> _Requirement_
Can you return the records below exactly as they stand, but only from the first line through the one with "trace: <item>shoulder</item>"?

> _Data section_
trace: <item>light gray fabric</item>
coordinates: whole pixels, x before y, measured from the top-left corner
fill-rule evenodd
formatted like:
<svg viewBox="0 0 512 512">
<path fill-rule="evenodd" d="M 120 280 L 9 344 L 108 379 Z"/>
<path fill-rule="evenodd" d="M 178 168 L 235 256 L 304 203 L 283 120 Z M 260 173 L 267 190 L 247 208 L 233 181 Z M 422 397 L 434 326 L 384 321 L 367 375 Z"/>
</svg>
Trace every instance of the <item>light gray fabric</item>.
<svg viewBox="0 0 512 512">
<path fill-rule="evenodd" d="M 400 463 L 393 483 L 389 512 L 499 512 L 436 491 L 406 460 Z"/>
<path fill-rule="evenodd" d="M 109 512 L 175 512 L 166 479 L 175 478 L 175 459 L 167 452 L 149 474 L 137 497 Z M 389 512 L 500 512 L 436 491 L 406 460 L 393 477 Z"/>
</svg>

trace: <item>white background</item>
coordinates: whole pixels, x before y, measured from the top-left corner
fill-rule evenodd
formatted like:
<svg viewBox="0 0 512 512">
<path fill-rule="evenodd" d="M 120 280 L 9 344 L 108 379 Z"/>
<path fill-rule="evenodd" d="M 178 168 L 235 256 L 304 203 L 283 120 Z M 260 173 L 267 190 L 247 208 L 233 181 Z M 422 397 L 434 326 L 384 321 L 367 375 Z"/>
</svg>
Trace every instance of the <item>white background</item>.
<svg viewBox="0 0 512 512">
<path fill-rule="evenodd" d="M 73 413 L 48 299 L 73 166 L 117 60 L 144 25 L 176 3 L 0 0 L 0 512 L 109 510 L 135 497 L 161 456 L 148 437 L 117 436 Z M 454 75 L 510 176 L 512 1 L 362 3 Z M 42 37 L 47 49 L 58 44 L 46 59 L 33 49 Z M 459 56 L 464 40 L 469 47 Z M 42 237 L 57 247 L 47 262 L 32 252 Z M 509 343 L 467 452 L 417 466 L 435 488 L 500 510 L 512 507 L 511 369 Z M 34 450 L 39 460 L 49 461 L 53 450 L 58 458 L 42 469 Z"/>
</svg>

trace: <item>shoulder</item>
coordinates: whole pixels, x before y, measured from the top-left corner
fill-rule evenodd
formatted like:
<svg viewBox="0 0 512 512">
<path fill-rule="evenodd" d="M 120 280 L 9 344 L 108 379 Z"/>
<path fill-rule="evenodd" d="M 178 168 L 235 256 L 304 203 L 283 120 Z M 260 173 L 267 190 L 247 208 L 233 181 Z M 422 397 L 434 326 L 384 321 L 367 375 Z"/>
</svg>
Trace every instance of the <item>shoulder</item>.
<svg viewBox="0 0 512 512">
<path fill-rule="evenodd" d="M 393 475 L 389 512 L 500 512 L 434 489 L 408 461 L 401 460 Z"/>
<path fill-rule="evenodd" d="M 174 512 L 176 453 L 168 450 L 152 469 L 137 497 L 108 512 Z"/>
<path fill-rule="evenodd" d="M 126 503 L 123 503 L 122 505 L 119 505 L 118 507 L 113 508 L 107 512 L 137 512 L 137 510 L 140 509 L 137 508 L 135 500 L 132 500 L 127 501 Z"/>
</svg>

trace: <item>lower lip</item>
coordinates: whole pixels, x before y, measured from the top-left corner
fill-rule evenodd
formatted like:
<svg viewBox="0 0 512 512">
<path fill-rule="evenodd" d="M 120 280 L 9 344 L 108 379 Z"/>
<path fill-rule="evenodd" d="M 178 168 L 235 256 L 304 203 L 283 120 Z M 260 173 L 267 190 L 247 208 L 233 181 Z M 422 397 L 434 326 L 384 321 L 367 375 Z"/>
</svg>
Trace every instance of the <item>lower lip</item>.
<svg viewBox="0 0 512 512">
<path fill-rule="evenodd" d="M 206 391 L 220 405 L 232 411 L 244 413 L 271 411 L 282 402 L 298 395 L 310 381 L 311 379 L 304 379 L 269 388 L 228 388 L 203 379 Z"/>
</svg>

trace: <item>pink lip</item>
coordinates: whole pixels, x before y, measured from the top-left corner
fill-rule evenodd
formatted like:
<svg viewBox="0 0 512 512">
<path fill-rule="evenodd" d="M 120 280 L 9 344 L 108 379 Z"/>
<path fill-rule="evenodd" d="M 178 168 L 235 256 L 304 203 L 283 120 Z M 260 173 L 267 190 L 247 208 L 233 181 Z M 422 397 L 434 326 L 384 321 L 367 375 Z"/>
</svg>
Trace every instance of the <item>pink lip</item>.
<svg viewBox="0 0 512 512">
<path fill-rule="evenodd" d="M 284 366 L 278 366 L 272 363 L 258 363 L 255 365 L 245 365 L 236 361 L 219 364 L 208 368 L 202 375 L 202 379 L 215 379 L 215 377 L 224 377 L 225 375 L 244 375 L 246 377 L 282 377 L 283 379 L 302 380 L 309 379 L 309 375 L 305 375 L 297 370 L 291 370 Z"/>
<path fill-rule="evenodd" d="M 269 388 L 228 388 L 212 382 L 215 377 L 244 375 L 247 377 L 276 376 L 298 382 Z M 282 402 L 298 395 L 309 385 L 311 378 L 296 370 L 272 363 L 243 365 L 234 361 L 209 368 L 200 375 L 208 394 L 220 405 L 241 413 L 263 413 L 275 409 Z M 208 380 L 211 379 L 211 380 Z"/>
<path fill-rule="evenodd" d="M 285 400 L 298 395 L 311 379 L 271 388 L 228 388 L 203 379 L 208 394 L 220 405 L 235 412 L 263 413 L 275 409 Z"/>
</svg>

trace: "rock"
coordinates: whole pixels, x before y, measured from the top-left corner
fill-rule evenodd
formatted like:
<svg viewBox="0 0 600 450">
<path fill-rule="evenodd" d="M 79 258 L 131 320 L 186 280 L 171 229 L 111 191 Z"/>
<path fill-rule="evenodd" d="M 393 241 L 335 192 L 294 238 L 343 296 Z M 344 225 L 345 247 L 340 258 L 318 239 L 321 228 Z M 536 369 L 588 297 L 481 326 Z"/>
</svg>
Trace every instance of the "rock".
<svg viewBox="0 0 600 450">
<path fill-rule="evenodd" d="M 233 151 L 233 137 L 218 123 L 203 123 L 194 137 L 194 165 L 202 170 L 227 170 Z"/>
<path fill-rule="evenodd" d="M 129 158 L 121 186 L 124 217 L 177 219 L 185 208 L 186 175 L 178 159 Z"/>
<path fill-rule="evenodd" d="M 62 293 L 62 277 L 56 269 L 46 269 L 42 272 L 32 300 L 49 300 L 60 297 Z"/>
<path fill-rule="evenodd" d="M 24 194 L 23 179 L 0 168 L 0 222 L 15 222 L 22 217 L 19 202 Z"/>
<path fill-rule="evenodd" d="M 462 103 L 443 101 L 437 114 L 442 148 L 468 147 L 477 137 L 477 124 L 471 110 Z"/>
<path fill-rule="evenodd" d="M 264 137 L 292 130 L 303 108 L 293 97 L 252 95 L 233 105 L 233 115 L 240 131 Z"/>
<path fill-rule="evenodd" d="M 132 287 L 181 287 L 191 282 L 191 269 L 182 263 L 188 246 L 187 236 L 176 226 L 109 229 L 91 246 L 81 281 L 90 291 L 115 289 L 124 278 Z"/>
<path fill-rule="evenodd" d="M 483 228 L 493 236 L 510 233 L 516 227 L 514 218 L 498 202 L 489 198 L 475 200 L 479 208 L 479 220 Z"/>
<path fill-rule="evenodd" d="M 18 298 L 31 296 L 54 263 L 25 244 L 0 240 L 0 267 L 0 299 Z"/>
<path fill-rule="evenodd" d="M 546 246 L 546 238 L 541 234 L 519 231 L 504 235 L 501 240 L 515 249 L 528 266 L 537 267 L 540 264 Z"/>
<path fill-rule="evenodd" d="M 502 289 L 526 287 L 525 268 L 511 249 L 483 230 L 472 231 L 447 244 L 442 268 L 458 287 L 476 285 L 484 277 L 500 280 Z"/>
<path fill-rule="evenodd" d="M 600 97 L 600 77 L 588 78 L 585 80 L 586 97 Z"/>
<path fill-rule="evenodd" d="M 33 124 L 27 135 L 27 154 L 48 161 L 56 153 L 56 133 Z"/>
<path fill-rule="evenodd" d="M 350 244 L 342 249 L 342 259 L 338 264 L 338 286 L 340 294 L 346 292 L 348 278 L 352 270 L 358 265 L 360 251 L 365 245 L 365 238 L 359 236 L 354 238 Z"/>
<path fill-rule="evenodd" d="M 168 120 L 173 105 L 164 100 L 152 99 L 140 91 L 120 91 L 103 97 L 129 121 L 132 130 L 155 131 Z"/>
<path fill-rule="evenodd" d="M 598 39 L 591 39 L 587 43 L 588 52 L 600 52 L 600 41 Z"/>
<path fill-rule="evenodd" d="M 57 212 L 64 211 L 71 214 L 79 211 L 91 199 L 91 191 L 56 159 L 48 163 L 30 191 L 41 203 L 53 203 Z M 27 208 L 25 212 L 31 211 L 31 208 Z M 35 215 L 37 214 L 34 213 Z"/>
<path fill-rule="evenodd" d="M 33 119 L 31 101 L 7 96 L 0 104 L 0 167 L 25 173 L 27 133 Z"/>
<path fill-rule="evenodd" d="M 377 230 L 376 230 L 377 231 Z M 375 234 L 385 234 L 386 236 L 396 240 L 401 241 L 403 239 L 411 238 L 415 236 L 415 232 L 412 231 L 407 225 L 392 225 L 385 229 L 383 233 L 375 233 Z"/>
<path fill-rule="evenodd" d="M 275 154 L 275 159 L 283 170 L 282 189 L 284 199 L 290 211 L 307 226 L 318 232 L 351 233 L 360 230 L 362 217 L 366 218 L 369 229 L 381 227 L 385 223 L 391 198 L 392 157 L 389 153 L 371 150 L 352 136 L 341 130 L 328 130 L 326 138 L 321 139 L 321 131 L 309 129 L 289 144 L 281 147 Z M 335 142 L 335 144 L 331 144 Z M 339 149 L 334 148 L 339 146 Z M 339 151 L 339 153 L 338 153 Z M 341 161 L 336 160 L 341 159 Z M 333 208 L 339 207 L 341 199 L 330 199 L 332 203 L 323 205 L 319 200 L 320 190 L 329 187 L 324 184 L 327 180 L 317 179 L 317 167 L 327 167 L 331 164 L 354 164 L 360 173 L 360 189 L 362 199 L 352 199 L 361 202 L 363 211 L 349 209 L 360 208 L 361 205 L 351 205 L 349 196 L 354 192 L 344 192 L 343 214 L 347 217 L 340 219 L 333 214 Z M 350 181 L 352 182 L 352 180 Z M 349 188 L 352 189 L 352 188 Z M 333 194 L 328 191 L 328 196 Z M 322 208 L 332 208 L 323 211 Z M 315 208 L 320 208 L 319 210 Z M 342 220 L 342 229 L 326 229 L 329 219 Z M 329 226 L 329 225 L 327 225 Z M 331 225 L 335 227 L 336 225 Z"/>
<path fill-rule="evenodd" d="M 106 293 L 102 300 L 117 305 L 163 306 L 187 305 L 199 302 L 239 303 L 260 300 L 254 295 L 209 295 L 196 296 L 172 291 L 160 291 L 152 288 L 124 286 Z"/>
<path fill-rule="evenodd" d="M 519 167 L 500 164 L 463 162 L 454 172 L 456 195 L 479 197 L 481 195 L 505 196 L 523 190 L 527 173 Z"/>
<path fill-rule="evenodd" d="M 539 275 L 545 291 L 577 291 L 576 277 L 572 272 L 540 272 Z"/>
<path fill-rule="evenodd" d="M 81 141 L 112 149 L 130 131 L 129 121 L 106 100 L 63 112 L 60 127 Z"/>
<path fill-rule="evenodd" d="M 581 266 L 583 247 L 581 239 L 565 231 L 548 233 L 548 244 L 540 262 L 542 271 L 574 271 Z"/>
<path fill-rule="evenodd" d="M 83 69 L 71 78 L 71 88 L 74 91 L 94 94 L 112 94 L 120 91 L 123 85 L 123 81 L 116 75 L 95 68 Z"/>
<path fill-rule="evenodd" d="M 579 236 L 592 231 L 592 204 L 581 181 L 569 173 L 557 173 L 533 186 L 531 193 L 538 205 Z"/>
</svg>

> _Reply_
trace: <item>light gray fabric</item>
coordinates: whole pixels, x before y, measured from the top-left corner
fill-rule evenodd
formatted like:
<svg viewBox="0 0 512 512">
<path fill-rule="evenodd" d="M 120 280 L 9 344 L 108 379 Z"/>
<path fill-rule="evenodd" d="M 178 168 L 235 256 L 304 203 L 283 120 Z M 260 173 L 267 190 L 247 208 L 233 181 Z M 422 397 L 434 326 L 384 321 L 367 375 Z"/>
</svg>
Trace every instance of the <item>light gray fabric</item>.
<svg viewBox="0 0 512 512">
<path fill-rule="evenodd" d="M 400 463 L 393 483 L 389 512 L 499 512 L 436 491 L 406 460 Z"/>
<path fill-rule="evenodd" d="M 109 512 L 175 512 L 166 479 L 175 478 L 175 459 L 167 452 L 149 474 L 137 497 Z M 389 512 L 500 512 L 436 491 L 406 460 L 393 477 Z"/>
</svg>

trace: <item>white background</item>
coordinates: whole pixels, x before y, measured from the top-left corner
fill-rule evenodd
formatted like:
<svg viewBox="0 0 512 512">
<path fill-rule="evenodd" d="M 120 280 L 9 344 L 108 379 Z"/>
<path fill-rule="evenodd" d="M 178 168 L 235 256 L 304 203 L 283 120 Z M 260 173 L 267 190 L 247 208 L 233 181 Z M 422 397 L 434 326 L 384 321 L 367 375 Z"/>
</svg>
Trace every instance of the <item>white background</item>.
<svg viewBox="0 0 512 512">
<path fill-rule="evenodd" d="M 73 413 L 48 299 L 73 166 L 117 60 L 144 25 L 176 3 L 0 0 L 0 512 L 109 510 L 135 497 L 161 456 L 148 437 L 117 436 Z M 454 75 L 510 176 L 512 1 L 362 3 Z M 42 37 L 47 49 L 58 44 L 46 59 L 33 49 Z M 459 56 L 464 40 L 469 47 Z M 42 237 L 57 247 L 47 262 L 32 252 Z M 509 343 L 467 452 L 417 466 L 435 488 L 500 510 L 512 507 L 511 369 Z M 34 450 L 39 460 L 49 461 L 53 450 L 58 458 L 42 469 Z"/>
</svg>

trace: <item>shoulder</item>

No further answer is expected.